> _Problem details_: Restate each entry word for word, leaving nothing out.

> _Exercise inputs_:
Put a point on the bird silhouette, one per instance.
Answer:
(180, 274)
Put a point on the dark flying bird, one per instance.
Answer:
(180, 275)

> _Written answer_:
Put a point on the bird silhouette, one per instance.
Answer:
(180, 274)
Put a point on the dark flying bird, one per instance.
Answer:
(180, 275)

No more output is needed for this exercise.